### PASSAGE PROVIDED
Unlike many western cultures, Tibetans are not fearful of death. For them, it is simply a transformation – not an ending. They meet death calmly and with serenity. In order for a smooth transition from this realm to the one awaiting, they believe no trace of earthly existence should be left, including the physical body. Sky burial (jhator) is a reflection of the impermanence of this seeming life. It is also known as celestial burial or bird burial.

Returning the empty vessel back to Mother Nature and providing nourishment to the planet’s creatures is a great privilege for Tibetans. They experience it as a final offering of honour, compassion, and generosity. Back to the earth that gave them life. 

These creatures are most often sacred vultures – also known as Dakinis (sky dancers). To Tibetans, they are respected as angels. These Dakinis take the soul to the heavens, where it awaits its reincarnation.

Significant emphasis is placed on ritual to ensure the soul can navigate what is known as the bardo state – a dreamlike intermediate space between death and rebirth. During this passage, lamas direct the spirit in a sequence of prayers that last for seven weeks.

[Excerpts from point annotation data]
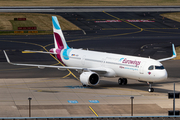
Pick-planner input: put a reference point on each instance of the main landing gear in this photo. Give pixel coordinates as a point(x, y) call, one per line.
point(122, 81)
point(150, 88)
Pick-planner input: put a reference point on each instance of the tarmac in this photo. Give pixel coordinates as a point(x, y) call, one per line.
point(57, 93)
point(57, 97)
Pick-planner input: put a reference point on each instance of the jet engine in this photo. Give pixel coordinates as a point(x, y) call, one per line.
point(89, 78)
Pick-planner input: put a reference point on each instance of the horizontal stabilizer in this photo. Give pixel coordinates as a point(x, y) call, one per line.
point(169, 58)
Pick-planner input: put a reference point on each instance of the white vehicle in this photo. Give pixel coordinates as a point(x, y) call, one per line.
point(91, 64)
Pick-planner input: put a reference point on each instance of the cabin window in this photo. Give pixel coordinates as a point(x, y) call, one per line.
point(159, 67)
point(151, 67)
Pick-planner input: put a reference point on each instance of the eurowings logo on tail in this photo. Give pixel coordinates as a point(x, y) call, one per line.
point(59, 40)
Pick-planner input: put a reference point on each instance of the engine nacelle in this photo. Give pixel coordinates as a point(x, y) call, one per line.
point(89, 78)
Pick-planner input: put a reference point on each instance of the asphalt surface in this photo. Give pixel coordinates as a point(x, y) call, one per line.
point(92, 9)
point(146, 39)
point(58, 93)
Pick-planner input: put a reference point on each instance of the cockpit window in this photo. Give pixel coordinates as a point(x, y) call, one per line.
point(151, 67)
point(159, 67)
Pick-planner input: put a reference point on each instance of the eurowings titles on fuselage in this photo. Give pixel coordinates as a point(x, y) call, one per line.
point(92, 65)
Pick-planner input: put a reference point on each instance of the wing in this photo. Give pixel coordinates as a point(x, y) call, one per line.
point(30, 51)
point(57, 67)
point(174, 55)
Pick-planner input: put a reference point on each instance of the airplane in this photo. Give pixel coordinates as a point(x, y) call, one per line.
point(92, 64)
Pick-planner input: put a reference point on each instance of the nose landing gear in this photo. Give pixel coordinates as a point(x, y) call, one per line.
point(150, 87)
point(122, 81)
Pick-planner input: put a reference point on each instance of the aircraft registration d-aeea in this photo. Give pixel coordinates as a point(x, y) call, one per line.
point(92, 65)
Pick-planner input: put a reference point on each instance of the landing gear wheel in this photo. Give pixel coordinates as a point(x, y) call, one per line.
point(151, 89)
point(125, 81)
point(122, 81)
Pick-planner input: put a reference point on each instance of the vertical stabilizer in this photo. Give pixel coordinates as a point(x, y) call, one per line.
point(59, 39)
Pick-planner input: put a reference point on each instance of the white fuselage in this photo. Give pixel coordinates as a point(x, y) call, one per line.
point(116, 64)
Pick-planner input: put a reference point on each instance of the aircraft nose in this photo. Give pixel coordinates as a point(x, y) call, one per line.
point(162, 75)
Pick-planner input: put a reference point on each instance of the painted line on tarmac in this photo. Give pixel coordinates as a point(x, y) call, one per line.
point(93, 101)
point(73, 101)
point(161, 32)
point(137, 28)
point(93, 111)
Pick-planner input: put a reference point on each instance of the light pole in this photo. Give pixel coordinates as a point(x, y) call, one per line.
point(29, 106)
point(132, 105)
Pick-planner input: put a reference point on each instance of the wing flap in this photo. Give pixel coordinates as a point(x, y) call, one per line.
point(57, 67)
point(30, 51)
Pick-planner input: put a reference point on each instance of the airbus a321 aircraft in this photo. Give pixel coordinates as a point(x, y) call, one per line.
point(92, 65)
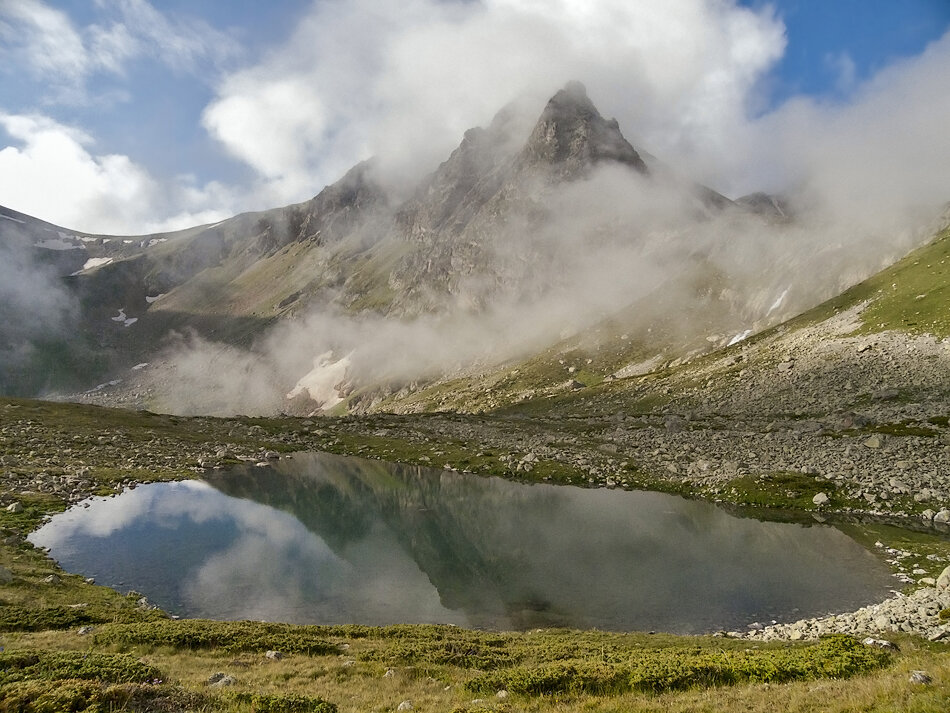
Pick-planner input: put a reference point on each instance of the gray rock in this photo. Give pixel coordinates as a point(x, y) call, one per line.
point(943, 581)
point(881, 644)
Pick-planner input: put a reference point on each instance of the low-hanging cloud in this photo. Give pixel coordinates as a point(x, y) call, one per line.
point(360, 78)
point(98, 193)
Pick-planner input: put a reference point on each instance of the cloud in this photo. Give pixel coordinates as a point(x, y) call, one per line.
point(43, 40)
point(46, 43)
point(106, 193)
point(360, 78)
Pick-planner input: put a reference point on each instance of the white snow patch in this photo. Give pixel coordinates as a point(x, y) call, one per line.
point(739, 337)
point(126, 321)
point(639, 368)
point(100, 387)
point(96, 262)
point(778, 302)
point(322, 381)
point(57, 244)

### SHORT EXERCISE 1
From the sky burial passage, list every name it gives for the practice.
### SHORT EXERCISE 2
Extend the sky burial passage by continuing it from its final sentence.

### RIGHT ANSWER 1
sky burial, jhator, celestial burial, bird burial

### RIGHT ANSWER 2
The Process of the Burial

The bodies are swathed in white cloth and placed in one corner of the house for three to five days. It is not touched during this time, except perhaps at the crown of the head, through which the consciousness, or namshe, departs. Throughout this period, monks or lamas recite scriptures/pray/give blessings aloud so that the soul can be freed from purgatory. The household maintains a peaceful atmosphere to safeguard an effortless exit and ascension to the heavens. All family members are present to honour and support this auspicious sacrament with butter lamps lighting up the home. Once the prayer period has concluded, the family chooses a day at dawn for the corpse to be transported to the sky burial site, aka: the charnel grounds or durtro. It is always higher than its surroundings.  The funeral day is chosen through divination. 

Villagers transport the body to the sacred burial site by horse or car. The master of the ceremony conducts rituals over the body. Relatives often remain nearby during the sky burial, perhaps in a location where they cannot witness it directly. Monks may chant mantra and burn juniper incense and tsampa (barley flour with tea and yak butter, or milk) to summon the vultures. The corpse is positioned face-down on a large flat rock, the hair removed. Once the birds begin to circle over the site, the master or rogyapas (“body-breakers”) then begin to chop the limbs into small pieces with axes and sledgehammers.

When just the bones are left, they are broken up with mallets, ground with tsampa and given to the awaiting crows and hawks now that the vultures have left.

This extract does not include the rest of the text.